As with most microcontrollers, the PICaxe RANDOM function actually generates a repeatable and predictable sequence of numbers. Therefore an additional precaution of randomising the "seed" (starting value) is often needed to achieve a satisfactory result. However, sometimes the "repeatability" can be very useful, for example to debug a program in the simulator, or to compare the results of using different algorithms (such as number-sorting).

The PE6 Simulator exactly replicates the RANDOM function of the "real" PICaxe chips, but unfortunately the PE5 Simulator does not. So the main purpose of the code snippets in this thread is to emulate the RANDOM function to use in the PE5 Simulator. But the basic principle and explanation of its operation may be helpful to understand and improve its "randomness" or security in any PICaxe application.

**Theory :**

The RANDOM function uses a software algorithm to emulate the operation of a hardware "16-bit, Maximal Length, Feedback Shift Register". As the name suggests, it takes a 16-bit number which it shifts one bit to the left (i.e. multiplies it by 2). A consequence of this is that if bit 16 is set (i.e. the present value is => 32,768), then for the next value, the bit is lost by "falling off the end" (i.e. 32,768 is subtracted).

▸ REQUIRED TASKS
A) Please set down the passage from the PICaxe RANDOM post word for word, starting with "As with most" and going on through "(such as number-sorting).".
B) List every word or phrase that the PICaxe RANDOM post encloses in double quotation marks.
C) In the PICaxe RANDOM post, which simulator exactly replicates the RANDOM function of the real PICaxe chips?

▸ Object location annotation data
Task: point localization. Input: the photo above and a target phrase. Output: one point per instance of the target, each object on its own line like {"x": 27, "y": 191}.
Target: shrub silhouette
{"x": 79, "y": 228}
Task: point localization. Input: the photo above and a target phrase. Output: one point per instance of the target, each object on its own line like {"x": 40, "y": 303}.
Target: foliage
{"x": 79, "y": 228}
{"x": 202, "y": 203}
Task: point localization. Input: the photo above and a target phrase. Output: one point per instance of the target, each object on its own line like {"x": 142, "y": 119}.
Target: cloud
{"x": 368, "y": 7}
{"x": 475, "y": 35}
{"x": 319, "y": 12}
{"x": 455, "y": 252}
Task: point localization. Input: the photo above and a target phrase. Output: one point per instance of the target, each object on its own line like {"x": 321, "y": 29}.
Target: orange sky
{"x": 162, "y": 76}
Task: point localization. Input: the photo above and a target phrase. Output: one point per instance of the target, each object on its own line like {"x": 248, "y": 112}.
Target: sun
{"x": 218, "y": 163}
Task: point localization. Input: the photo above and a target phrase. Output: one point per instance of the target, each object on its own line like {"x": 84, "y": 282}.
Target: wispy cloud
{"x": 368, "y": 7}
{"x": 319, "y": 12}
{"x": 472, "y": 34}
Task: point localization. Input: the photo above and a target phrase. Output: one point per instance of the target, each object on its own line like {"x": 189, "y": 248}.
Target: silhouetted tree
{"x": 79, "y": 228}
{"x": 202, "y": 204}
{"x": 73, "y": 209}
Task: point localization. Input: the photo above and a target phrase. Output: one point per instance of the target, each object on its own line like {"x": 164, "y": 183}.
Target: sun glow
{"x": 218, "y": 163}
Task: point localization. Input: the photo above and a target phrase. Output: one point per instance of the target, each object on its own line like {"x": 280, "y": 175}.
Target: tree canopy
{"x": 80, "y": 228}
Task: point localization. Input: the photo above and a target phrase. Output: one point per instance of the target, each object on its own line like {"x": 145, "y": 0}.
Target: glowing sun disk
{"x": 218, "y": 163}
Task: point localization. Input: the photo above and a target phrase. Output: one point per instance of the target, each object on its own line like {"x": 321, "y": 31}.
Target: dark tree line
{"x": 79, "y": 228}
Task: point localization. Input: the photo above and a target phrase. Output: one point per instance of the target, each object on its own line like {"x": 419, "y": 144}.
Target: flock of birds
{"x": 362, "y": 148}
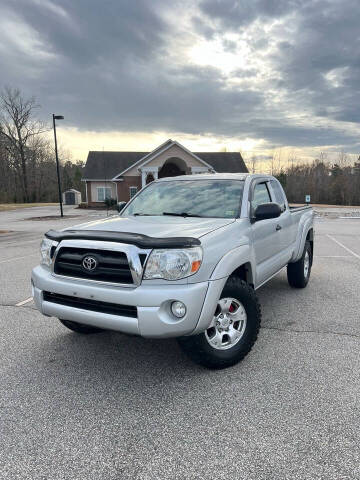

▸ SOLUTIONS TO THE EXERCISE
A)
As with most microcontrollers, the PICaxe RANDOM function actually generates a repeatable and predictable sequence of numbers. Therefore an additional precaution of randomising the "seed" (starting value) is often needed to achieve a satisfactory result. However, sometimes the "repeatability" can be very useful, for example to debug a program in the simulator, or to compare the results of using different algorithms (such as number-sorting).

B) "seed", "repeatability", "real", "randomness", "16-bit, Maximal Length, Feedback Shift Register", "falling off the end"

C) The PE6 Simulator.